WHAT THE TASK REQUIRES:
Print the lines from the start of the saved data entries up to and including the line containing "positive clicks: (142, 111)", with each line unchanged.

[Saved data entries]
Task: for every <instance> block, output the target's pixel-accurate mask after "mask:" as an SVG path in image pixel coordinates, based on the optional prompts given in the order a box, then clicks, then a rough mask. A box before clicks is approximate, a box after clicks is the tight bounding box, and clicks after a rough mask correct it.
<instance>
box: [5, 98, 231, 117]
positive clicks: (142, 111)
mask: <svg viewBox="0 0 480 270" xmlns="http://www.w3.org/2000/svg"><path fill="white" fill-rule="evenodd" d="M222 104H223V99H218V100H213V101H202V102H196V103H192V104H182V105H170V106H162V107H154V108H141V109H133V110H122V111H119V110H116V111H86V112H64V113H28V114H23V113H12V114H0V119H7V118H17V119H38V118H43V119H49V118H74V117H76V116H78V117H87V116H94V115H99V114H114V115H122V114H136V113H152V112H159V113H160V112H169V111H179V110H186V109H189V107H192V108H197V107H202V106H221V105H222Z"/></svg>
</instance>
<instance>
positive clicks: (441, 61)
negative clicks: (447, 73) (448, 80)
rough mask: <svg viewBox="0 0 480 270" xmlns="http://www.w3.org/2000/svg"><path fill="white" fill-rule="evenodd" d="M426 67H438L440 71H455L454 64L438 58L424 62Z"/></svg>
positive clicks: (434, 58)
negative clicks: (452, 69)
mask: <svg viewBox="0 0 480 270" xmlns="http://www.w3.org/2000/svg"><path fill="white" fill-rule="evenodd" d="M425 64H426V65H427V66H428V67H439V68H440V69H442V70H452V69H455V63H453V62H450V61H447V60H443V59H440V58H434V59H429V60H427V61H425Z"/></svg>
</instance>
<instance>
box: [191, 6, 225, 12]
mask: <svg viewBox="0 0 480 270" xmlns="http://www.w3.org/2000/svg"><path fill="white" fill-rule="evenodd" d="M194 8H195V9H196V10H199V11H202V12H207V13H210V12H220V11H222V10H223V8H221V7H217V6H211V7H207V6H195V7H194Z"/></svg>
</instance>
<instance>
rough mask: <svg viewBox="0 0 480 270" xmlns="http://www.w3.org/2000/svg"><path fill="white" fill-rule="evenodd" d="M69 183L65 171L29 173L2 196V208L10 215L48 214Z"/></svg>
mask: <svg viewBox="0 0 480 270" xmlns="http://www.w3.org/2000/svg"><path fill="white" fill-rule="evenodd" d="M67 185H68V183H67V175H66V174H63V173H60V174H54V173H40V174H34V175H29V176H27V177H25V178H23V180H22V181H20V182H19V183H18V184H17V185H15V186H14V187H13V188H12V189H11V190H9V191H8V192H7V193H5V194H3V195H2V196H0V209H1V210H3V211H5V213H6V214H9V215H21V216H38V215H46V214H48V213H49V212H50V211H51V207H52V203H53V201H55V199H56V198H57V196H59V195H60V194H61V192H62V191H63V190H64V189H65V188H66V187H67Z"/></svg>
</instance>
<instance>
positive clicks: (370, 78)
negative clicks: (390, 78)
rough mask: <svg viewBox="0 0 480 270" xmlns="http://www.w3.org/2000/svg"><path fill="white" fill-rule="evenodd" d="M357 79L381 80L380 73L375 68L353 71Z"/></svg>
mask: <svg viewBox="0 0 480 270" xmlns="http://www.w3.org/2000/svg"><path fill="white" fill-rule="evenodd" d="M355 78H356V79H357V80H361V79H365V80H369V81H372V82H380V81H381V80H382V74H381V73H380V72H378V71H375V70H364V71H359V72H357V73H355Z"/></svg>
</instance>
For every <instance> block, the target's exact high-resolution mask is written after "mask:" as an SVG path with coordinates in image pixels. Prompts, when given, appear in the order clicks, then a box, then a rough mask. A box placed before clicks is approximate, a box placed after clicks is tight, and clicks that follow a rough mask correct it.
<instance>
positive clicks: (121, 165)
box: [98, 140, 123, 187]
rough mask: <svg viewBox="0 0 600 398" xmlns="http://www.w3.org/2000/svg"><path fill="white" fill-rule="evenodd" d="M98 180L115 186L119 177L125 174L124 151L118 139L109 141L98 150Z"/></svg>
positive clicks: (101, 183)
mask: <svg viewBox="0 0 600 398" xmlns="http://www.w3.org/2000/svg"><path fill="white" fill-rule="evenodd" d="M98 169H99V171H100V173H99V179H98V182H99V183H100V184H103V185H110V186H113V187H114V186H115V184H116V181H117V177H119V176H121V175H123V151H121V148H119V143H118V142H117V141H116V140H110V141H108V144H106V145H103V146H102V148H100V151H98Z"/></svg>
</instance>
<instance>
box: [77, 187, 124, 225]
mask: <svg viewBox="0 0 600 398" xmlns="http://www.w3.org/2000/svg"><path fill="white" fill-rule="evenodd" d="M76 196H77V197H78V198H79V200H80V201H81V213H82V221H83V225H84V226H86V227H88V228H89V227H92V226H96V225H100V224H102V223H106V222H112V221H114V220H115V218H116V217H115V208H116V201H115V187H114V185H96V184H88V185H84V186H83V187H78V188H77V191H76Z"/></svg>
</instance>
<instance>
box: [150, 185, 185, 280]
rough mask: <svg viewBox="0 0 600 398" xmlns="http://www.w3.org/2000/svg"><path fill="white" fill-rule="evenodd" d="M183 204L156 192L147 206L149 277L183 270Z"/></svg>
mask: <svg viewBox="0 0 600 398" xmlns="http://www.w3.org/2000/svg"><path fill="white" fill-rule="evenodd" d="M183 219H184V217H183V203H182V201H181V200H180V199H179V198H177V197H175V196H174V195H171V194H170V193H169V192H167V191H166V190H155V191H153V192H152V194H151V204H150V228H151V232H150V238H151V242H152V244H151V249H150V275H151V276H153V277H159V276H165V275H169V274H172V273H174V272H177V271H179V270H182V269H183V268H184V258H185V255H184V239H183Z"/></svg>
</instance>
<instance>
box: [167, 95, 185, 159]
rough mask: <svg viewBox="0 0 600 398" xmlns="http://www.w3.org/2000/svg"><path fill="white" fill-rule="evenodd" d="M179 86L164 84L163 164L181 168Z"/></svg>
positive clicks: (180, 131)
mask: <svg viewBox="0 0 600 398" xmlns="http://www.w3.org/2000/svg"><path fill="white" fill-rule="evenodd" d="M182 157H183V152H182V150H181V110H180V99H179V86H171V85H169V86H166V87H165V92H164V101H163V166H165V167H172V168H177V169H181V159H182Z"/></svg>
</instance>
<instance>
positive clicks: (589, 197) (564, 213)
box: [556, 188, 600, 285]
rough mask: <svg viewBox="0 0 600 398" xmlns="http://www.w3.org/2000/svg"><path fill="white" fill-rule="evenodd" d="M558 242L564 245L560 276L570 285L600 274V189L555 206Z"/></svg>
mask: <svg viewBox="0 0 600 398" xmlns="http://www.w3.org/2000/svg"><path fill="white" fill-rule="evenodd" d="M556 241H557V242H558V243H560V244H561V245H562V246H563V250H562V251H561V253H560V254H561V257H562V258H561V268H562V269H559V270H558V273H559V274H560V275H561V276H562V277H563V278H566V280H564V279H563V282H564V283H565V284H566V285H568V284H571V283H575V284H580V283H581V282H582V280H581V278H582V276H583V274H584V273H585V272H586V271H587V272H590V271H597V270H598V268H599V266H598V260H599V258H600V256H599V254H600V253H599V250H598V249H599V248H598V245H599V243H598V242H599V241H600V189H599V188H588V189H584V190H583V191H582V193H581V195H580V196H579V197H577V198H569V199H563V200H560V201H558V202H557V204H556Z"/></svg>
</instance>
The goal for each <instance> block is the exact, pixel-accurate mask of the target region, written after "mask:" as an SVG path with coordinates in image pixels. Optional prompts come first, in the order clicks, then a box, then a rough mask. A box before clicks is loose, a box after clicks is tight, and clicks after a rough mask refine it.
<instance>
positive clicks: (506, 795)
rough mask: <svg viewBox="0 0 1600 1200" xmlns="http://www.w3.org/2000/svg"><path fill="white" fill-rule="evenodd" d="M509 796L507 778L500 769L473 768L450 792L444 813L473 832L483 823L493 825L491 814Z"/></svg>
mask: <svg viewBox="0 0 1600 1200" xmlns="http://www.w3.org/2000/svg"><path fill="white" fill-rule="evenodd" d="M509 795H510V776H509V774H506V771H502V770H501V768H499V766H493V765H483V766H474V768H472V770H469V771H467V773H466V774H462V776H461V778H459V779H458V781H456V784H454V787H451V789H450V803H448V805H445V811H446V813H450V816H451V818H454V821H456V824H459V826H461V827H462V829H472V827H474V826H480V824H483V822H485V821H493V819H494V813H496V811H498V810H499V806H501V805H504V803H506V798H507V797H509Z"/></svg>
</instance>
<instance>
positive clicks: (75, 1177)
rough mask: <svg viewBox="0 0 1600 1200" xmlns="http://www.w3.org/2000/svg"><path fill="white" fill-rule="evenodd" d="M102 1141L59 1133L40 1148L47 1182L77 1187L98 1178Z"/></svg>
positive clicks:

RESULT:
Task: for every <instance> block, output the target's pixel-accurate mask after "mask:" as an SVG path in image pixel coordinates, based on the optional prompts given in the order a box, then clicks, then a rough mask. A box before clicks is approximate, a box after clicks is the tight bounding box, and clicks after a rough mask correct it.
<instance>
box: [5, 98, 231, 117]
positive clicks: (142, 111)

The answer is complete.